*Work to do:*
Please reproduce, word for word, the lines of the records below that begin with the line containing "Where can the roof" and continue through the line containing "x=791, y=298", including both of those lines.

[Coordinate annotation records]
□ □ □ □
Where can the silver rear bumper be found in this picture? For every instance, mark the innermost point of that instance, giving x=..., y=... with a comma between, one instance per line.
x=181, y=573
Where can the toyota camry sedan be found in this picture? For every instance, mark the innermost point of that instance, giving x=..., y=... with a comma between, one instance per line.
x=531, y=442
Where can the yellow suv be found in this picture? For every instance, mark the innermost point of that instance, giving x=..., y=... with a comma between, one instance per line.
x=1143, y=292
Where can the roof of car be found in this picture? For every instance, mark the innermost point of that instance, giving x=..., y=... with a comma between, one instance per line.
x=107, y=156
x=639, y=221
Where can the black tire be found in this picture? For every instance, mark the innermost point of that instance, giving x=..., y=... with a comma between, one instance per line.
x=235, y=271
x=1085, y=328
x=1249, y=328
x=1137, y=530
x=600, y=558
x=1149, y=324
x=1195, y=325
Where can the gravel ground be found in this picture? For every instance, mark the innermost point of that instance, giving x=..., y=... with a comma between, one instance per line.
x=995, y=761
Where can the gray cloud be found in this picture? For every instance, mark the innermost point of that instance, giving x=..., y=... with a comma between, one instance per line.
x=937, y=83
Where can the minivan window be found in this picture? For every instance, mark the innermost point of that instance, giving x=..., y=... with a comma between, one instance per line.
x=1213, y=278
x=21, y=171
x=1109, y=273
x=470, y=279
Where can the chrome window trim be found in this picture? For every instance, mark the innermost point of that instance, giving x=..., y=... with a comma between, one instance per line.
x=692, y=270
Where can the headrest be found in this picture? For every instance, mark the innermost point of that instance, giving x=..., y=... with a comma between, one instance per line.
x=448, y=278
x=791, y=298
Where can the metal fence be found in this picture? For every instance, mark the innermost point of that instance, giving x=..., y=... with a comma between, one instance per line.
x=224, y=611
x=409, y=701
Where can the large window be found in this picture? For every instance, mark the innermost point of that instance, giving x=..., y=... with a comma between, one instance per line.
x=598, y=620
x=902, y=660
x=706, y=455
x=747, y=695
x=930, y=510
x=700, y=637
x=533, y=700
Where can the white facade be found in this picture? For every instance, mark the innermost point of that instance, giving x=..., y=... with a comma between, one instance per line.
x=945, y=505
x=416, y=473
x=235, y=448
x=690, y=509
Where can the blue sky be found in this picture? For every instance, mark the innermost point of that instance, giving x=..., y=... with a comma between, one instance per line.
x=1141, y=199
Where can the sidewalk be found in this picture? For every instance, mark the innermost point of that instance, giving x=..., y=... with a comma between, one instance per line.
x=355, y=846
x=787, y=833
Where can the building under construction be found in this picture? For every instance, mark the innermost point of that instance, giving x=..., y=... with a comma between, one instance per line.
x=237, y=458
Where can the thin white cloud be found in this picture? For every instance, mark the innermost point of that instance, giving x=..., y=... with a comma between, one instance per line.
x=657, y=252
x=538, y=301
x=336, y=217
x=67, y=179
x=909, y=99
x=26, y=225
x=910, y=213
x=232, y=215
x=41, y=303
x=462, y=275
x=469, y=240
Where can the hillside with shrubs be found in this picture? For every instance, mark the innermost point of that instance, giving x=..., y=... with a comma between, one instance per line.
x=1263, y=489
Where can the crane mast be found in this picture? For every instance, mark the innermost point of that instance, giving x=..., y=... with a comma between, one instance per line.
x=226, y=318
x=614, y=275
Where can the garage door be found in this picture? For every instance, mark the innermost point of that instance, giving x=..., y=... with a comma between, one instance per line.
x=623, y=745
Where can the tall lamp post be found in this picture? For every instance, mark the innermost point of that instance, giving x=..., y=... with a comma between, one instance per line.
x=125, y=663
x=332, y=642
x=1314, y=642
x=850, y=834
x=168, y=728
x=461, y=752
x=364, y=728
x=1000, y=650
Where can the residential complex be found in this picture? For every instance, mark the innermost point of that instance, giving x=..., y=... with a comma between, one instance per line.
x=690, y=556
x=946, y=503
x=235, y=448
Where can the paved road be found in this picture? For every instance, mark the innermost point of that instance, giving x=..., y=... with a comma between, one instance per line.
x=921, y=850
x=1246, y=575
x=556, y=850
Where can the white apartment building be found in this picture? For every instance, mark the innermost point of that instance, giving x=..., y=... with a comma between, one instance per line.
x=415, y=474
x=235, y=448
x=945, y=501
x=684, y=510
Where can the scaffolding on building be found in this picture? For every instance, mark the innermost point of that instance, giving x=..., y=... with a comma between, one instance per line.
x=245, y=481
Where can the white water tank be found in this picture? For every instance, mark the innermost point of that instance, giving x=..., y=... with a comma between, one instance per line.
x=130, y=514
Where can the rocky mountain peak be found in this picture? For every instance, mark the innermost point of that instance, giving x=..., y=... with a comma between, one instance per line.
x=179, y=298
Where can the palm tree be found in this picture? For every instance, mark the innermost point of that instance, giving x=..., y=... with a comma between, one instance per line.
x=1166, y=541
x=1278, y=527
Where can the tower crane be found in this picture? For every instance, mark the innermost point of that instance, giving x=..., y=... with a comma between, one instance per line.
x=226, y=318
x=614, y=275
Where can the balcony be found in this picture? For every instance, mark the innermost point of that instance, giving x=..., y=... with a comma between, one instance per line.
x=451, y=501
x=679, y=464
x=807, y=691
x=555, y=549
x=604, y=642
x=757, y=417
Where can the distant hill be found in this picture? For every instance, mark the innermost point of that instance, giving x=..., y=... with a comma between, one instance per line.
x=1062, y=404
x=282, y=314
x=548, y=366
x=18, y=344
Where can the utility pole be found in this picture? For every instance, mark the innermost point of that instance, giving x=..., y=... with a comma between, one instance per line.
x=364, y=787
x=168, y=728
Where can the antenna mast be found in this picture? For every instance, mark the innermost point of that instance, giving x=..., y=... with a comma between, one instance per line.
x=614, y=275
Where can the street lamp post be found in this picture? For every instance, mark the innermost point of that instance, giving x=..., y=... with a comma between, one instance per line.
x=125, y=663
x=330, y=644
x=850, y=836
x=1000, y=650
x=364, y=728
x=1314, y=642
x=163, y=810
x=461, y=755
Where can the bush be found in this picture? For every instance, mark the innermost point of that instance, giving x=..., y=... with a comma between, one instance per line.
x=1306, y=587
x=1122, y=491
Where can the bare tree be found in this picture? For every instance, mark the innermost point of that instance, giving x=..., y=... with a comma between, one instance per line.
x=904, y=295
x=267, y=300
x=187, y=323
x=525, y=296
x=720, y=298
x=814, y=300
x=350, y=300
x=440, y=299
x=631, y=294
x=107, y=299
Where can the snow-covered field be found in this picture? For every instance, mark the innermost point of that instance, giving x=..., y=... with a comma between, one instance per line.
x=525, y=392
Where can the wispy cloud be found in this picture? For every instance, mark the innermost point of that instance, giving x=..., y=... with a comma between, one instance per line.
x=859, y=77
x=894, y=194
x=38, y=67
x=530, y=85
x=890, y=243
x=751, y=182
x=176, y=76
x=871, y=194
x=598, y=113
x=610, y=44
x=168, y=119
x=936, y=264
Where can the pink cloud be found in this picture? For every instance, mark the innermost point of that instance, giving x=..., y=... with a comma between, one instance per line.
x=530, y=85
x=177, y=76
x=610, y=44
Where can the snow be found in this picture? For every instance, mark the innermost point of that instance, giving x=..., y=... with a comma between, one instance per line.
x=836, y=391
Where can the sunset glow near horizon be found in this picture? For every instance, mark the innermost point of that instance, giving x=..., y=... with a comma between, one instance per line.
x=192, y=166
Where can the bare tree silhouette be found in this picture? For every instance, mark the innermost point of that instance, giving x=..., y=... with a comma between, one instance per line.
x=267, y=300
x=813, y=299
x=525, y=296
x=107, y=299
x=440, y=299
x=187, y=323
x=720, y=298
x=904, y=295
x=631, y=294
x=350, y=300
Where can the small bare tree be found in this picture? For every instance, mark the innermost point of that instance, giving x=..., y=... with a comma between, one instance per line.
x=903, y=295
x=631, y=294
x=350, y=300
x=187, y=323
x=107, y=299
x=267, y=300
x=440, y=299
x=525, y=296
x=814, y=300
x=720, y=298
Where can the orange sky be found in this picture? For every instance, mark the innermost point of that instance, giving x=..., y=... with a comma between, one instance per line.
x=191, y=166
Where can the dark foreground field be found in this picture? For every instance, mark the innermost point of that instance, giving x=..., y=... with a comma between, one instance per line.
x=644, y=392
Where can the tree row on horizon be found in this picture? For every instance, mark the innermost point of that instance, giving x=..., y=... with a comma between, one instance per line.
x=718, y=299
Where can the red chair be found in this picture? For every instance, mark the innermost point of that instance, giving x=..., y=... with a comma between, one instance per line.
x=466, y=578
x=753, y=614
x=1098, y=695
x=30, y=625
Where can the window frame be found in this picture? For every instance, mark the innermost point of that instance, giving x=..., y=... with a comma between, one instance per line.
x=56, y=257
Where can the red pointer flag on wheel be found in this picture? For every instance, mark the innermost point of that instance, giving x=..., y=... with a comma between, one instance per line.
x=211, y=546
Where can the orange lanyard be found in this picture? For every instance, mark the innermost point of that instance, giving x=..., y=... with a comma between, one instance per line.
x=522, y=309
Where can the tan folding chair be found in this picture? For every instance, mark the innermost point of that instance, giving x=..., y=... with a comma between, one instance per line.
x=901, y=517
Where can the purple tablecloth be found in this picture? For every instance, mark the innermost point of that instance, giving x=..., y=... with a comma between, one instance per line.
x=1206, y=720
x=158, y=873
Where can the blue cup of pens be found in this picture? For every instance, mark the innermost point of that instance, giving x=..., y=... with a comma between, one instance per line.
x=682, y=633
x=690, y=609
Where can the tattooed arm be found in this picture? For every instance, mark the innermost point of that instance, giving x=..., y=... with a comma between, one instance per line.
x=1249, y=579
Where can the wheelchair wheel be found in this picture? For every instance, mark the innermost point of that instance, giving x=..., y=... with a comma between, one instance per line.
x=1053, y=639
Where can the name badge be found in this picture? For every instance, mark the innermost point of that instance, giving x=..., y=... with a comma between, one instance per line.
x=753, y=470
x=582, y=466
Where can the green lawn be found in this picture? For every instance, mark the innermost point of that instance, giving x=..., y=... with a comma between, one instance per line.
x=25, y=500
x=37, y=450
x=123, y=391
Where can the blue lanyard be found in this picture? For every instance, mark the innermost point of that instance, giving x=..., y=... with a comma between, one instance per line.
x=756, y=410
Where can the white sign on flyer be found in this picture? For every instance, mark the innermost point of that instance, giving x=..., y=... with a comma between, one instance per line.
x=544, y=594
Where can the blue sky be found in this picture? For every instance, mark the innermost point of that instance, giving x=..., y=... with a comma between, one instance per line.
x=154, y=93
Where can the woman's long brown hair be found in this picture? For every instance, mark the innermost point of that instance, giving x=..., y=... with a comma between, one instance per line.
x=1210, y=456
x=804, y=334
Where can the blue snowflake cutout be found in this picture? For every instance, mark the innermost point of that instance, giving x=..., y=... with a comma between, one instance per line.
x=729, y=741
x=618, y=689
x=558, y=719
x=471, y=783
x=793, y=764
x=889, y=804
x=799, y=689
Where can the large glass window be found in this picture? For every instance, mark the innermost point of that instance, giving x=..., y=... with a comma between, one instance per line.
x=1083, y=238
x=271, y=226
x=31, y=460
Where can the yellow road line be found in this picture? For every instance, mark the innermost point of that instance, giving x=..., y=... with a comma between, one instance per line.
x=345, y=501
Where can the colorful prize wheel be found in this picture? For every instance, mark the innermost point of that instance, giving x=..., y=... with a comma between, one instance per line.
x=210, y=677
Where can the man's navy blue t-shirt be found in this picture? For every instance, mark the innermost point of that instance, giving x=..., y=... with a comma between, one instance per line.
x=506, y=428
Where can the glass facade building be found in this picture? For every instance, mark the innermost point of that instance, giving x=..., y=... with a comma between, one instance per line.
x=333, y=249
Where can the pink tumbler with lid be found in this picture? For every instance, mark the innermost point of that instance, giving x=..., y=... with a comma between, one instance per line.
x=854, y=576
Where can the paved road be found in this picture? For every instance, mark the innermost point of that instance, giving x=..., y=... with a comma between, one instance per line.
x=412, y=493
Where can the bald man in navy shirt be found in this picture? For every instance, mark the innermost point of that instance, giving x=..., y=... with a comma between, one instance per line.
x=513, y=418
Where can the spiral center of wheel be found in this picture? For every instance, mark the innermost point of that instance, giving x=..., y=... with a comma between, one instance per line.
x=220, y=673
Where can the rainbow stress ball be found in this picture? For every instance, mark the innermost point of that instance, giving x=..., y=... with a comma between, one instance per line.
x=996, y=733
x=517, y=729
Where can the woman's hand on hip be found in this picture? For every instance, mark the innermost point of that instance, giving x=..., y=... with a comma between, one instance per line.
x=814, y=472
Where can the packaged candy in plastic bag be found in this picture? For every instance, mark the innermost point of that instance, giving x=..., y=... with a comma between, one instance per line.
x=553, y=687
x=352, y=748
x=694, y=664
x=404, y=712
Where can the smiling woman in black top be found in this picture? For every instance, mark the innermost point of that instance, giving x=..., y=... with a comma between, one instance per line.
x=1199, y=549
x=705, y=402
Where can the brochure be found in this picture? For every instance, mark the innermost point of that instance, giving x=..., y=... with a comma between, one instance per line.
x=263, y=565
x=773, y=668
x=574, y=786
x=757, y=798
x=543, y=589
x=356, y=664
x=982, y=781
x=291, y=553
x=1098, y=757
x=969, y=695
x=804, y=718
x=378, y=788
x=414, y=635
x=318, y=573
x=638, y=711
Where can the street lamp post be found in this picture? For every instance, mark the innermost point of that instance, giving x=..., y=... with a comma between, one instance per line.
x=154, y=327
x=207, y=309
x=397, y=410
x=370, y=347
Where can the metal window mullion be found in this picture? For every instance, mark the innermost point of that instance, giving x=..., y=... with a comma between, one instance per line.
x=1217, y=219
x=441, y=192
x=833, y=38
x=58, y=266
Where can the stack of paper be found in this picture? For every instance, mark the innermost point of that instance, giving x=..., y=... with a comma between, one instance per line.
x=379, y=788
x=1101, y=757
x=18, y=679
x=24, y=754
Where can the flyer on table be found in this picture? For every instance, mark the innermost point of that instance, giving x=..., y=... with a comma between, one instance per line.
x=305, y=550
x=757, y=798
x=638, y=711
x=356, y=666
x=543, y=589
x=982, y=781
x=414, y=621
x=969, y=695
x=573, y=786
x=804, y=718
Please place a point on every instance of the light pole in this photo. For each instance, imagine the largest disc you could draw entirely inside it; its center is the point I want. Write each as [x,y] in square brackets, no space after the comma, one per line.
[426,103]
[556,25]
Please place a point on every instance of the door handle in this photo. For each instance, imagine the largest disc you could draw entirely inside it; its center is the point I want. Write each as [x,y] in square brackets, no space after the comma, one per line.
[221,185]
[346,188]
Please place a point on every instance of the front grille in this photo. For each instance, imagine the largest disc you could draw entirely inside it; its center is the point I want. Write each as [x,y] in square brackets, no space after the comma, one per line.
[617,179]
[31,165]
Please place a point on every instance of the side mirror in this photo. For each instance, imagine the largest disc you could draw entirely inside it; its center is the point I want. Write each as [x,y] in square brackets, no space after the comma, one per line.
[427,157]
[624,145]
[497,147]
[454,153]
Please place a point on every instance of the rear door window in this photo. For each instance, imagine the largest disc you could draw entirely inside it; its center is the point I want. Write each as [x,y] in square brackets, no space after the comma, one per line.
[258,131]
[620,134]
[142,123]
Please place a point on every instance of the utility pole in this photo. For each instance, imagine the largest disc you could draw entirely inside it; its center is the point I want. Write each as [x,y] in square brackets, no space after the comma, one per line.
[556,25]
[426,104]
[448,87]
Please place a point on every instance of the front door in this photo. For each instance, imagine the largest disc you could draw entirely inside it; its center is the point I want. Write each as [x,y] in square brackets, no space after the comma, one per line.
□ □ □ □
*Problem solution:*
Where can the roof of car be found in this picture? For every instance, mark the innermost point of that instance, giving x=..., y=... with a comma between, one instance per line.
x=107, y=156
x=639, y=221
Where can the black tire be found in this picture? For every instance, mark the innermost point of that instance, giving x=..., y=... with a comma between, one instance per line.
x=235, y=271
x=1085, y=328
x=1249, y=328
x=1137, y=530
x=600, y=558
x=1149, y=324
x=1195, y=325
Where can the gravel ground be found in this picture? For every instance, mark the innermost point of that instance, giving x=..., y=... with a comma between, one instance per line.
x=995, y=761
Where can the gray cloud be found in this picture? For every instance, mark the innermost point of that instance, giving x=..., y=... with a comma between, one instance per line.
x=937, y=83
Where can the minivan window be found in this picture? For every instance, mark the innermost point of that instance, giving x=..., y=... with a comma between, one instance per line.
x=1213, y=278
x=21, y=171
x=1109, y=273
x=470, y=279
Where can the chrome window trim be found in this picture? For every instance, mark the innermost point of that instance, giving x=..., y=... with a comma between, one instance per line.
x=692, y=270
Where can the headrest be found in this picture? For every instance, mark the innermost point of that instance, giving x=..., y=... with a comma between, one instance per line.
x=448, y=278
x=791, y=298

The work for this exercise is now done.